Records for the exercise section start

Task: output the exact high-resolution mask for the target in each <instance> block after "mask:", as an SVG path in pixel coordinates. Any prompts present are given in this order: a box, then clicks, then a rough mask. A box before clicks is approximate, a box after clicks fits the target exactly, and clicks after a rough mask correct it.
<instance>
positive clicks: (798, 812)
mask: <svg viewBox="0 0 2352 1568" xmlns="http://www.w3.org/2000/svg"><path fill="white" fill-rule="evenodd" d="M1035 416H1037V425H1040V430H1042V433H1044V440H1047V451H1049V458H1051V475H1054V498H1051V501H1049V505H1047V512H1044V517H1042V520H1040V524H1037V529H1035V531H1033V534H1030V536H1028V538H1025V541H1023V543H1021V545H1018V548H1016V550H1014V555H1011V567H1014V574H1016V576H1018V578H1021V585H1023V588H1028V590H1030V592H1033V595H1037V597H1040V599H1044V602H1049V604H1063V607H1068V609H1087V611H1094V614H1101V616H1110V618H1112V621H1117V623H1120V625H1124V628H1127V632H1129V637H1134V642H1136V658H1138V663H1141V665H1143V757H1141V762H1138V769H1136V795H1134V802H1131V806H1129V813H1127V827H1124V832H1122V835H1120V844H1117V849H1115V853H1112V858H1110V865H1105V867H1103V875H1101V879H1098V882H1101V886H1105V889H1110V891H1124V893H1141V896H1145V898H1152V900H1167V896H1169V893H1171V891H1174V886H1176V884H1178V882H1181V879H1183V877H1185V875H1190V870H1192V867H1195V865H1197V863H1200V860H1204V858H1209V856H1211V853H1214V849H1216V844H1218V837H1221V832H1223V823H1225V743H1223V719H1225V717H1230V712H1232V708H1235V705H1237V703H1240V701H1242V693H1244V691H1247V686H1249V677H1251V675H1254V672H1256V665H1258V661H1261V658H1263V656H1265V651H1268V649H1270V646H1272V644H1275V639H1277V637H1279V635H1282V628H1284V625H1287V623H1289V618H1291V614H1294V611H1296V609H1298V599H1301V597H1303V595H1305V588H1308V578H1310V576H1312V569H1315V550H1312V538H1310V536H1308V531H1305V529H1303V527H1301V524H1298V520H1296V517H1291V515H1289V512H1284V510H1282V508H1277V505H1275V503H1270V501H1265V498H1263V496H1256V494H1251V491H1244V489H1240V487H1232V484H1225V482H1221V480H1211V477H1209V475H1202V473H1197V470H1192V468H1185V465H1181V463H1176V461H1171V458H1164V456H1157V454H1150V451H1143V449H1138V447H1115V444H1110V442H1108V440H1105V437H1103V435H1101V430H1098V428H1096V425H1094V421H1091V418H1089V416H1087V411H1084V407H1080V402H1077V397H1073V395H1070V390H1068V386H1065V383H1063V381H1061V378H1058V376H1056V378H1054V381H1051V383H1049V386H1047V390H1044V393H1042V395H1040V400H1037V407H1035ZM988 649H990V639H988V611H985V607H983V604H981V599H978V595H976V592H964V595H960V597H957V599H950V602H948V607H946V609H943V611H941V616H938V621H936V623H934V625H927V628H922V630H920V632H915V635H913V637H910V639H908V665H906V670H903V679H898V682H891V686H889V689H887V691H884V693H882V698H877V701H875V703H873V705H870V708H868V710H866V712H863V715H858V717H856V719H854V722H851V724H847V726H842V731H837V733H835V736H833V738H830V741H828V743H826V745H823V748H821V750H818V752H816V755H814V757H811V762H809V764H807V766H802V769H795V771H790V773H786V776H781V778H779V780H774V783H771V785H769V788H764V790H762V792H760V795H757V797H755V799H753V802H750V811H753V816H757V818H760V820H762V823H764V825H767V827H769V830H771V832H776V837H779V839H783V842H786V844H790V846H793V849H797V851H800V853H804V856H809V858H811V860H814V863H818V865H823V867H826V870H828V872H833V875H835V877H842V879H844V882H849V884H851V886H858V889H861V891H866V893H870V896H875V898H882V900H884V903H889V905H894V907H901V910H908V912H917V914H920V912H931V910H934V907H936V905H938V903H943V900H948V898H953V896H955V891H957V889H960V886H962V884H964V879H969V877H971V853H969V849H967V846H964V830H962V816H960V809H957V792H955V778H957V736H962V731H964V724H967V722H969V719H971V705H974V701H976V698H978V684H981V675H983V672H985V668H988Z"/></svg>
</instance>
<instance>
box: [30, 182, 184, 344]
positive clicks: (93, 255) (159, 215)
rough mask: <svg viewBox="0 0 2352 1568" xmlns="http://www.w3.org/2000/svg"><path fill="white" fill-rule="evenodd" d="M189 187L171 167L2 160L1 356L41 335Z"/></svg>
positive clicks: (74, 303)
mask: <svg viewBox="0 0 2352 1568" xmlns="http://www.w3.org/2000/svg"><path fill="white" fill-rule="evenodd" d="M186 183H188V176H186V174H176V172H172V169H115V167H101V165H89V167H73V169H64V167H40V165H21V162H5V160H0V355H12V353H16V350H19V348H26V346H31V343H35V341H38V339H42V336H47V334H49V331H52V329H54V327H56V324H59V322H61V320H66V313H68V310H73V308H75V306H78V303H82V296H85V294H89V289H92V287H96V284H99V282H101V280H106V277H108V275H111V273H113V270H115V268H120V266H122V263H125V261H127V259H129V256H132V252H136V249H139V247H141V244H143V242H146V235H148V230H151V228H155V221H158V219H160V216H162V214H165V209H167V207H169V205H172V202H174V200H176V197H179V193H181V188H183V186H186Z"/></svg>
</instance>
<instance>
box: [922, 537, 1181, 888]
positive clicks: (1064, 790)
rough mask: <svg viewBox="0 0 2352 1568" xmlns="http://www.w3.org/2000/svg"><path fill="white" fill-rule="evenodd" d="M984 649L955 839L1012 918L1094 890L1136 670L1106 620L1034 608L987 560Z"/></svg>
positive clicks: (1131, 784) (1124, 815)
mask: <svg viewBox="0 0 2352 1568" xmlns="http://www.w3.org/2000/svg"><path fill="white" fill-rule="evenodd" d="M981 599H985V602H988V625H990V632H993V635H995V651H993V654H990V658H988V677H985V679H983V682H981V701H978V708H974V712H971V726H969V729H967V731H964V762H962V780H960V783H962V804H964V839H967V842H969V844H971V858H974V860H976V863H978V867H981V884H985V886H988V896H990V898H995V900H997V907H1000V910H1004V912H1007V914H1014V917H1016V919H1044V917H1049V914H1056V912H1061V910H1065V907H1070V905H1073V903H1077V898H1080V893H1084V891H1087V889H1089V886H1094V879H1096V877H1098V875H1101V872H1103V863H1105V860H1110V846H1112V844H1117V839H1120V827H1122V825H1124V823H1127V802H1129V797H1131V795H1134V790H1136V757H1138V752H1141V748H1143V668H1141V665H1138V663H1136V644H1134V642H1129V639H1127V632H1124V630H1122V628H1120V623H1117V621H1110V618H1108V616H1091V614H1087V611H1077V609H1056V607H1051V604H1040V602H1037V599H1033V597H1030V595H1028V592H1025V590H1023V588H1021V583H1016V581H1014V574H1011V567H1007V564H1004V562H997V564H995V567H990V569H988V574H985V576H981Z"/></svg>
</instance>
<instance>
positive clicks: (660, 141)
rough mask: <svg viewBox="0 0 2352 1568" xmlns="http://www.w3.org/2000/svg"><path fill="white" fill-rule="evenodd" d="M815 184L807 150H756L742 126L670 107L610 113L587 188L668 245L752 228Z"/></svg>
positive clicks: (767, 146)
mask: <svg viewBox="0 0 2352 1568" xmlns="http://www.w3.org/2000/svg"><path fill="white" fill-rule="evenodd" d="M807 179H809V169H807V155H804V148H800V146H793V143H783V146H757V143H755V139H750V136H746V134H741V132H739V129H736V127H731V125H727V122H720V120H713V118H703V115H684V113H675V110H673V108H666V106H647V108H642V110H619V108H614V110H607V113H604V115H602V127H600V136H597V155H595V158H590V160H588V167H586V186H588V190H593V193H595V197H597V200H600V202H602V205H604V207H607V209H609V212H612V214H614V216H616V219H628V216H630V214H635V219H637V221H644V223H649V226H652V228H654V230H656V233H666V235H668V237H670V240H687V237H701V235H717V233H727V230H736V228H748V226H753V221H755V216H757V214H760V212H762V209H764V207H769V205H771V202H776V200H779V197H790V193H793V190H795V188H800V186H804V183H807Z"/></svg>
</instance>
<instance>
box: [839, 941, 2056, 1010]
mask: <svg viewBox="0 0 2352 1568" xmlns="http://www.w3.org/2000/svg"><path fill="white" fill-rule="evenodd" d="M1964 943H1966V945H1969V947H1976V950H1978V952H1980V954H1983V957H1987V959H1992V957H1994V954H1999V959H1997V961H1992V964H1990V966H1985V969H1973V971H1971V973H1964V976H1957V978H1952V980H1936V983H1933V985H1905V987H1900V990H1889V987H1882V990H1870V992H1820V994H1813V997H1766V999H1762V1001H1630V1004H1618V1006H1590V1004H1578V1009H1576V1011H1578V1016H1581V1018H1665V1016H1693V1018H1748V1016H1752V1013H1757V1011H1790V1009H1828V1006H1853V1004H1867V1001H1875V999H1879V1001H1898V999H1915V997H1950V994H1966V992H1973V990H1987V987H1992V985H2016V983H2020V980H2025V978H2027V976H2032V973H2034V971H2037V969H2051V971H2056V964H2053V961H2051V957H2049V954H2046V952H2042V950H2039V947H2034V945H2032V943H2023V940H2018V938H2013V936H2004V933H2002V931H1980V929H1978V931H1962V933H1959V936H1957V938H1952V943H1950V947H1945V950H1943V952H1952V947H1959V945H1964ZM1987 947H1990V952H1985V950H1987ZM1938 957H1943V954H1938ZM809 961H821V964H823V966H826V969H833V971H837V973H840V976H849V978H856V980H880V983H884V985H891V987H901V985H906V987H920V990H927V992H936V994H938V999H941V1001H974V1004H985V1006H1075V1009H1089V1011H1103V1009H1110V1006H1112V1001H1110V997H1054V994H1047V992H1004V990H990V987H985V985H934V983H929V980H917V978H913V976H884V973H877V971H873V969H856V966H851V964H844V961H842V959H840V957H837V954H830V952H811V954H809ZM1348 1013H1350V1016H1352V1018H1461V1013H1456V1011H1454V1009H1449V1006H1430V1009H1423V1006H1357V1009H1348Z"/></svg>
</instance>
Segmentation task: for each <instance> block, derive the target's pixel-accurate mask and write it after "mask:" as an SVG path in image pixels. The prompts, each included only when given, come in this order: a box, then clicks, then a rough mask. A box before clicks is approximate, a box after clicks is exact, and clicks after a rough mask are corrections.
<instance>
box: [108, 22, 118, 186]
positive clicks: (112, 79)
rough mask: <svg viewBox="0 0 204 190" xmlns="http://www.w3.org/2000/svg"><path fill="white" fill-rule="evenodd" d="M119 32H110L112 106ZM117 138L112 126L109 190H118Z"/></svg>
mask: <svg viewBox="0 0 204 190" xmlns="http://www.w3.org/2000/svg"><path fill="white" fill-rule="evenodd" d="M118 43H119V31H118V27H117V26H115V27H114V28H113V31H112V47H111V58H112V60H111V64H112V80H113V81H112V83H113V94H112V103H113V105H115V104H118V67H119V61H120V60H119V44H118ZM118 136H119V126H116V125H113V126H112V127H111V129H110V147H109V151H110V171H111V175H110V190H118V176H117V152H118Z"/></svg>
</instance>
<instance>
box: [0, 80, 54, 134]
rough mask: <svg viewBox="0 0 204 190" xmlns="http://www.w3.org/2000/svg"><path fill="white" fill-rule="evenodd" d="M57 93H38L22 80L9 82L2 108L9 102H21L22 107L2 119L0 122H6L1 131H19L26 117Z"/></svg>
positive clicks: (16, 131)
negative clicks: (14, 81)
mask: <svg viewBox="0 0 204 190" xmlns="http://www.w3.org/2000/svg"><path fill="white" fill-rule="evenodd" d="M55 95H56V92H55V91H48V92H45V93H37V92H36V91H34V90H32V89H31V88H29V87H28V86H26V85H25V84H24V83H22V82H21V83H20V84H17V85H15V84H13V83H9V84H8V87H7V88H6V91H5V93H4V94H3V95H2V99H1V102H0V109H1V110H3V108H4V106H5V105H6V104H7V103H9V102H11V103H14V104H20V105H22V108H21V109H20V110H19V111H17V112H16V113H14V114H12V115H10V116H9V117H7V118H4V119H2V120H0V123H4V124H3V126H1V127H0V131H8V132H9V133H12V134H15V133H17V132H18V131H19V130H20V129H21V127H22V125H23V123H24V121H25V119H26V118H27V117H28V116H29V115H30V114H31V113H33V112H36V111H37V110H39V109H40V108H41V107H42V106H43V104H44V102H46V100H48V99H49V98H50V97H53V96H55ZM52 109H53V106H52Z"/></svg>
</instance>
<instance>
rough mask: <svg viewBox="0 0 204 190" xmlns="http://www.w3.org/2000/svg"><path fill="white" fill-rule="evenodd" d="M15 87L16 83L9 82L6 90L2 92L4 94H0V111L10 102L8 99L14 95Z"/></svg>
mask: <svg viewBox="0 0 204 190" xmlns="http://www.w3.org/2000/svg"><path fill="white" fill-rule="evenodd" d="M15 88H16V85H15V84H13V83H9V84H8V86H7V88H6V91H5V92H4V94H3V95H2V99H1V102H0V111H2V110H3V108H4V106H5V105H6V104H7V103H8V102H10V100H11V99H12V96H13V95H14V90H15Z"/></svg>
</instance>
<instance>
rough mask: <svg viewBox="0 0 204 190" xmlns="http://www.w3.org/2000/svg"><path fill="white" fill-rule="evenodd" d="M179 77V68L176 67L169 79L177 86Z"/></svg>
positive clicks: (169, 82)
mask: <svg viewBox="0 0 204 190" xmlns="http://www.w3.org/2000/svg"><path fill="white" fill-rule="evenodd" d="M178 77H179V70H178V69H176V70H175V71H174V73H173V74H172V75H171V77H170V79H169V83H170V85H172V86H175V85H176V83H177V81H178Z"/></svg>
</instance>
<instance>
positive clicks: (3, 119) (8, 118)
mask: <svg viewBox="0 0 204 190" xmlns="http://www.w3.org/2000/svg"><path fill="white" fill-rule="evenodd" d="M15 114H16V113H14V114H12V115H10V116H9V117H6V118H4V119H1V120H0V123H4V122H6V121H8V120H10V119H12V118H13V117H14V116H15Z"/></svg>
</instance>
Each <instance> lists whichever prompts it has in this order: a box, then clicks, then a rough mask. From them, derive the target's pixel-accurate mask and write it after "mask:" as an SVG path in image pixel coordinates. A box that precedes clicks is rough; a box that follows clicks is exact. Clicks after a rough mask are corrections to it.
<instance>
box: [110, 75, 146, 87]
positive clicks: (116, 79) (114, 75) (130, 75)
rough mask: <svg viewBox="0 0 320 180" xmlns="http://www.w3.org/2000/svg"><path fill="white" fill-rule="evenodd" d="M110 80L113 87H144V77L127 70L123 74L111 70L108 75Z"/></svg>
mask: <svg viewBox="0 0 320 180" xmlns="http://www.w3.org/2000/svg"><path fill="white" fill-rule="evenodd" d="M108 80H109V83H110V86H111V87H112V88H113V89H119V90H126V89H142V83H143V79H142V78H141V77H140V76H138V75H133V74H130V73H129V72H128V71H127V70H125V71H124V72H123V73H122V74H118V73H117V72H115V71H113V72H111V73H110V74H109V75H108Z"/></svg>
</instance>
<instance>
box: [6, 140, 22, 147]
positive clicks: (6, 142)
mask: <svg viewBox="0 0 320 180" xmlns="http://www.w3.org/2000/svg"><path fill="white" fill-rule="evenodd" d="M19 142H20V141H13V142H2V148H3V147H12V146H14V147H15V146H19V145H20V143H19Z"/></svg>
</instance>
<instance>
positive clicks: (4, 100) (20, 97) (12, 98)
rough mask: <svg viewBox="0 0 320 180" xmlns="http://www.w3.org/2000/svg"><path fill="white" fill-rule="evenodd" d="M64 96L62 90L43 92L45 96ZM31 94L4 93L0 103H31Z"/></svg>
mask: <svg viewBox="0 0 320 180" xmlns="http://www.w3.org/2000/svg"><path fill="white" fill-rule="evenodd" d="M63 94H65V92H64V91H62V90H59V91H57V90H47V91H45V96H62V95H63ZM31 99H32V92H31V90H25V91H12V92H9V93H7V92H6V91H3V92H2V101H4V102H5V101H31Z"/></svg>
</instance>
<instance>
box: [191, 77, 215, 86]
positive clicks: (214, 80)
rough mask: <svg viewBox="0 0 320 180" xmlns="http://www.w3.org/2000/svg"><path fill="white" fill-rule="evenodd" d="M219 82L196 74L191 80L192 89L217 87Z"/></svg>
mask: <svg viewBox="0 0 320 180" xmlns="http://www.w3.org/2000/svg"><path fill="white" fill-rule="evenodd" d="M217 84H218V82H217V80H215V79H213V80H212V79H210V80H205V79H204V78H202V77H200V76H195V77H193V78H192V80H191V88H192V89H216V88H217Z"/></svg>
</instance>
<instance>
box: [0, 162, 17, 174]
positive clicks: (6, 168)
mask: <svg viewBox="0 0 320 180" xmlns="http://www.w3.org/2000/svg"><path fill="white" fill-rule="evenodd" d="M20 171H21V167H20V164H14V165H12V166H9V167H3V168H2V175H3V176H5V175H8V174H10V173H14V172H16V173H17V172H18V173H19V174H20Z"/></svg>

Records for the exercise section end

◆ **Work required**
Return each line from the entries above that includes the word "pixels".

◆ **Exercise answer**
Segmentation task: for each <instance> block, derive the target's pixel-accurate mask and write it after "mask:" as an SVG path in image pixels. The prompts, each included only when given, come in this order: a box, then clicks, then a rough mask. A box before clicks is approximate, a box after clicks is exact, and clicks after a rough mask are corrections.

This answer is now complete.